## Problem description:
Turn the whole listing below into a two-column CSV with the header request,boxes. Give one row for each request, with its text and its answer each in a single quoted field, replace line breaks with spaces, and leave out the pictures.

— START —

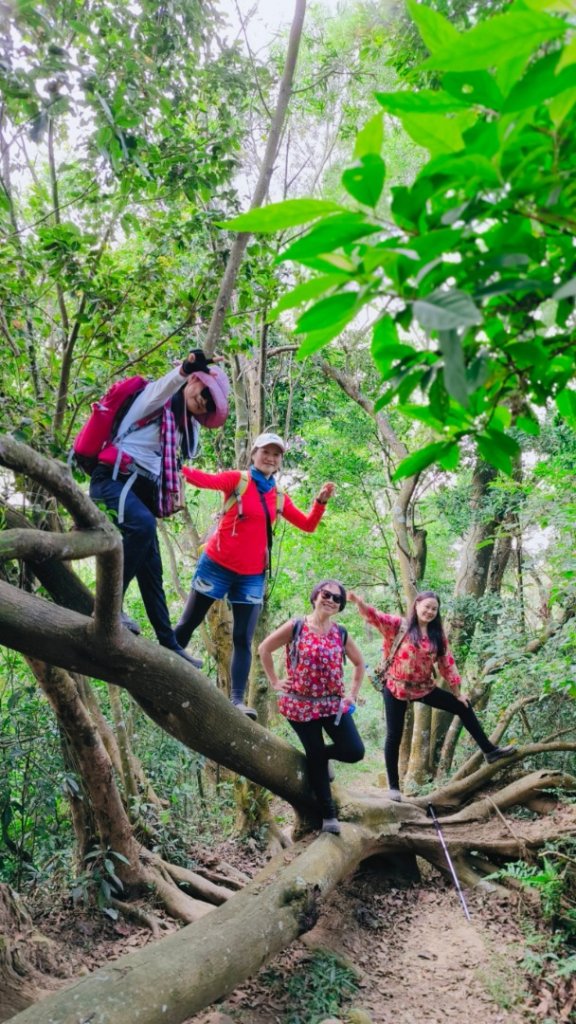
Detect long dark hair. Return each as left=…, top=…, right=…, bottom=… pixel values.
left=170, top=384, right=194, bottom=459
left=407, top=590, right=448, bottom=657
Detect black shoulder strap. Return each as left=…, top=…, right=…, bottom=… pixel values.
left=336, top=623, right=348, bottom=662
left=290, top=618, right=304, bottom=670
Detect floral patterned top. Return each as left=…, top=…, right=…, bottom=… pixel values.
left=278, top=618, right=344, bottom=722
left=361, top=607, right=461, bottom=700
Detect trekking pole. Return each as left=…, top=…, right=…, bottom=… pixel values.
left=428, top=804, right=470, bottom=921
left=334, top=700, right=356, bottom=725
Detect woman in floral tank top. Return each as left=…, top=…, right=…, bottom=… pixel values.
left=347, top=590, right=513, bottom=801
left=258, top=580, right=364, bottom=835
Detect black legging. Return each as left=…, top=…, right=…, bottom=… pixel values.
left=384, top=686, right=496, bottom=790
left=174, top=590, right=261, bottom=703
left=288, top=713, right=364, bottom=818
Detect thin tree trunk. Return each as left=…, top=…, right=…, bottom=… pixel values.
left=204, top=0, right=306, bottom=355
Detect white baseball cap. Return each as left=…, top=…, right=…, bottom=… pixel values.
left=250, top=434, right=286, bottom=452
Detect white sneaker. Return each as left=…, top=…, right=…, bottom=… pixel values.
left=383, top=790, right=402, bottom=804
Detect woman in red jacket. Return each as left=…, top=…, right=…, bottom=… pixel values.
left=174, top=433, right=334, bottom=718
left=347, top=590, right=513, bottom=801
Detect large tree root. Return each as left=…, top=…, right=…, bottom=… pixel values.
left=0, top=885, right=61, bottom=1021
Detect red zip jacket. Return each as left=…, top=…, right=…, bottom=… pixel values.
left=182, top=466, right=326, bottom=575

— END —

## Complete output:
request,boxes
"Detect long dark hair. Return each as left=…, top=…, right=…, bottom=… pixel values.","left=170, top=384, right=194, bottom=459 left=407, top=590, right=448, bottom=657"
"Detect black shoulder strap. Return each as left=…, top=…, right=…, bottom=… pixel values.","left=336, top=623, right=348, bottom=662 left=290, top=618, right=304, bottom=670"
"Detect floral patterned top. Return each as left=…, top=…, right=…, bottom=… pixel values.","left=278, top=618, right=344, bottom=722 left=361, top=607, right=461, bottom=700"
"Detect trekking pole. Return each as left=…, top=…, right=…, bottom=… pixel values.","left=428, top=804, right=470, bottom=921 left=334, top=700, right=356, bottom=725"
"Detect woman in floral tank top. Return each as left=…, top=…, right=…, bottom=… pixel values.","left=347, top=590, right=513, bottom=801 left=258, top=580, right=364, bottom=835"
"Detect black legging. Return each as left=…, top=…, right=…, bottom=… pixel values.","left=384, top=686, right=496, bottom=790 left=174, top=590, right=261, bottom=703 left=288, top=713, right=364, bottom=818"
"Detect thin tree trunk. Return each as left=…, top=…, right=…, bottom=… pixel values.","left=204, top=0, right=306, bottom=355"
"Detect white baseball cap. Return each as left=…, top=…, right=…, bottom=… pixel values.","left=250, top=434, right=286, bottom=452"
"Detect white sneaker. Return each as left=…, top=…, right=…, bottom=… pixel values.","left=383, top=790, right=402, bottom=804"
"Detect woman in red jacket. Return each as left=…, top=…, right=…, bottom=… pixel values.","left=174, top=433, right=334, bottom=718 left=347, top=590, right=513, bottom=801"
"Detect large tree root. Return each as left=…, top=…, right=…, bottom=… pixel values.","left=0, top=885, right=61, bottom=1021"
"Detect red zip jacket. Return each as left=…, top=…, right=…, bottom=… pixel values.","left=182, top=466, right=326, bottom=575"